* **Trecho fornecido**
Cotas Raciais Uerj: 22 Anos de Impacto e Nova Fase

Educação

As cotas raciais na Uerj, sistema que tem marcado a trajetória de milhares de estudantes e impactado positivamente a sociedade, completam 22 anos de implementação. Esta política de ação afirmativa da Universidade do Estado do Rio de Janeiro tem sido crucial para a mobilidade social, conforme testemunhos de ex-alunos que tiveram suas vidas profundamente modificadas. A medida, estabelecida inicialmente para o vestibular, agora entra em uma nova fase de discussão, visando aprimoramentos para o futuro, com a próxima revisão legislativa programada para 2028, seguindo a lei aprovada em 2018.

A importância do programa foi ressaltada por Henrique Silveira, que foi estudante cotista e hoje ocupa a posição de subsecretário de Tecnologias Sociais na prefeitura do Rio. “Tenho absoluta certeza de que a cota gera transformação. Ela me proporcionou a oportunidade de sair da condição de um garoto trabalhando com carroça para hoje liderar a gestão pública”, declarou Silveira, nascido em Imbariê, um distrito economicamente desfavorecido na Baixada Fluminense, durante um encontro recente de egressos da instituição. Sua reflexão destaca a essência e o impacto da política afirmativa.

Cotas Raciais Uerj: 22 Anos de Impacto e Nova Fase

Pioneira na implementação de cotas sociais e raciais no vestibular, a Uerj adotou essas políticas já em 2003, pavimentando o caminho para outras instituições de ensino superior no país. No final de novembro, a reitoria da universidade sediou um encontro estratégico para reunir ex-estudantes, visando conectar os egressos e mapear suas trajetórias profissionais. Esta iniciativa é parte dos esforços para aprofundar o entendimento sobre os resultados da política de cotas e moldar seu próximo capítulo.

Henrique Silveira, que ingressou no curso de Geografia em 2006 por meio do sistema de cotas, participou desse evento, reiterando o papel decisivo da medida em sua formação. Ele descreveu-se como um “sujeito pobre da Baixada, como tantos outros aqui, que sempre trabalhou auxiliando o pai, mas com a consciência da importância do estudo.” A oportunidade de ingressar na universidade, segundo ele, foi agarrada com determinação, sendo um exemplo vivo da mobilidade social que essa política é capaz de proporcionar.

* **Material fornecido**

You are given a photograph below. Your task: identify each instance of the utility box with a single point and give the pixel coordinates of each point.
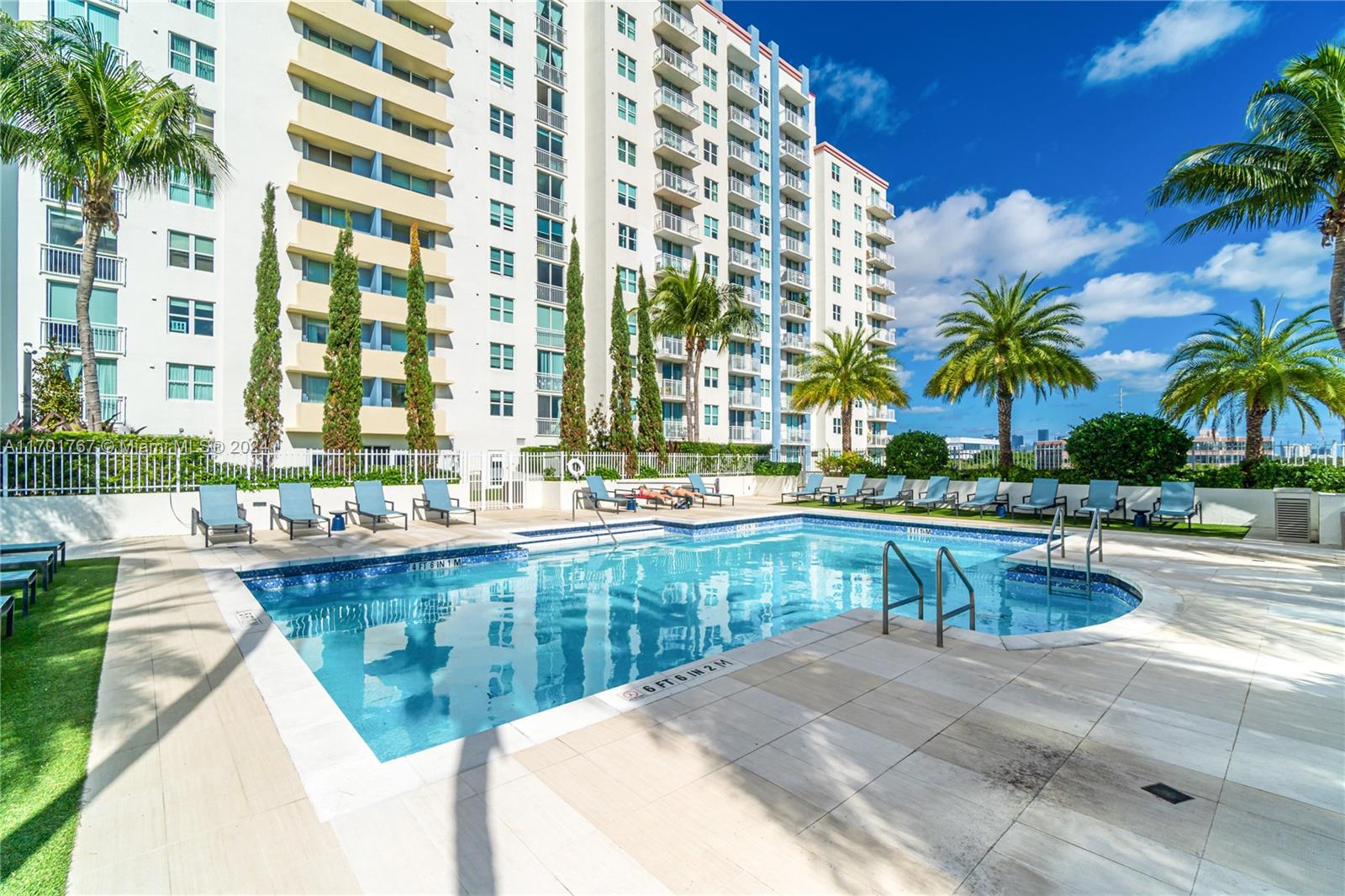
(1295, 514)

* **Detalhes da tarefa**
Repita literalmente a parte do trecho fornecido que vai de "Henrique Silveira, que ingressou" até "capaz de proporcionar.". As linhas não têm relação com o trecho fornecido.

* **Resposta da tarefa**
Henrique Silveira, que ingressou no curso de Geografia em 2006 por meio do sistema de cotas, participou desse evento, reiterando o papel decisivo da medida em sua formação. Ele descreveu-se como um “sujeito pobre da Baixada, como tantos outros aqui, que sempre trabalhou auxiliando o pai, mas com a consciência da importância do estudo.” A oportunidade de ingressar na universidade, segundo ele, foi agarrada com determinação, sendo um exemplo vivo da mobilidade social que essa política é capaz de proporcionar.